Brief
Go through the records and show each line where the word "instance" occurs.

Collected data
= = = = = = =

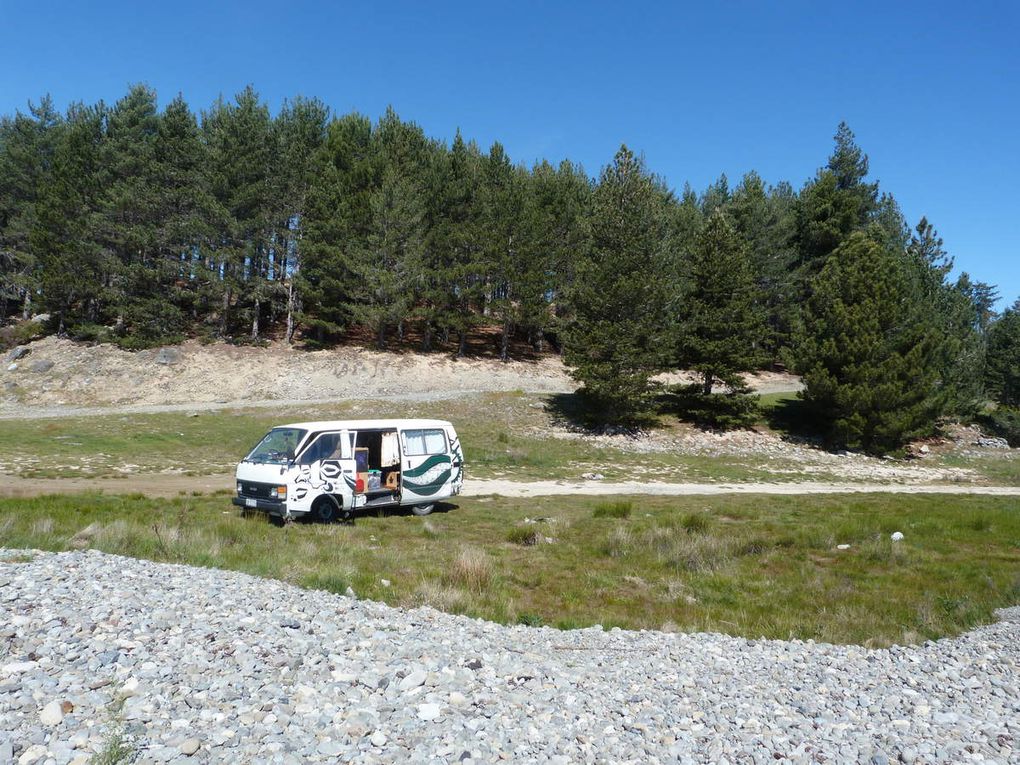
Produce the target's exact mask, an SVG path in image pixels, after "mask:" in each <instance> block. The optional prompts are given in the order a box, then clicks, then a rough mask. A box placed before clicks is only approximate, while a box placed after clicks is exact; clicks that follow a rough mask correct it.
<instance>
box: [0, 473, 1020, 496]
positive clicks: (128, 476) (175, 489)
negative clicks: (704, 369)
mask: <svg viewBox="0 0 1020 765" xmlns="http://www.w3.org/2000/svg"><path fill="white" fill-rule="evenodd" d="M233 488H234V475H233V474H231V473H225V474H219V475H197V476H193V475H181V474H166V473H150V474H145V473H139V474H135V475H127V476H125V477H123V478H20V477H17V476H13V475H5V476H3V479H2V480H0V497H40V496H43V495H47V494H63V495H67V494H83V493H86V492H101V493H103V494H121V495H122V494H134V493H140V494H144V495H145V496H147V497H177V496H180V495H190V494H193V493H194V494H209V493H212V492H232V491H233ZM872 492H875V493H882V494H975V495H987V496H993V497H1020V487H986V486H973V484H956V483H864V482H862V483H851V482H845V483H824V482H808V481H800V482H789V483H764V482H757V483H754V482H749V483H663V482H656V481H646V482H637V481H623V482H618V483H616V482H609V481H595V480H592V481H583V482H577V481H566V480H533V481H527V482H523V481H516V480H502V479H497V478H473V479H469V480H467V481H466V482H465V484H464V493H463V496H465V497H484V496H488V495H499V496H500V497H517V498H521V499H524V498H527V497H555V496H562V495H576V496H589V497H611V496H623V497H625V496H629V495H655V496H660V497H683V496H711V495H724V494H770V495H806V494H862V493H872Z"/></svg>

= = = = = = =

Written response
Produce the target's exact mask, an SVG path in image pixels, after "mask:" in each <instance> block. The optional prompts are given in the order a box, then clicks, then a rough mask. A box placed before clicks is only approximate, while a box placed after clicks is exact; clicks that follow a rough mask correct it.
<instance>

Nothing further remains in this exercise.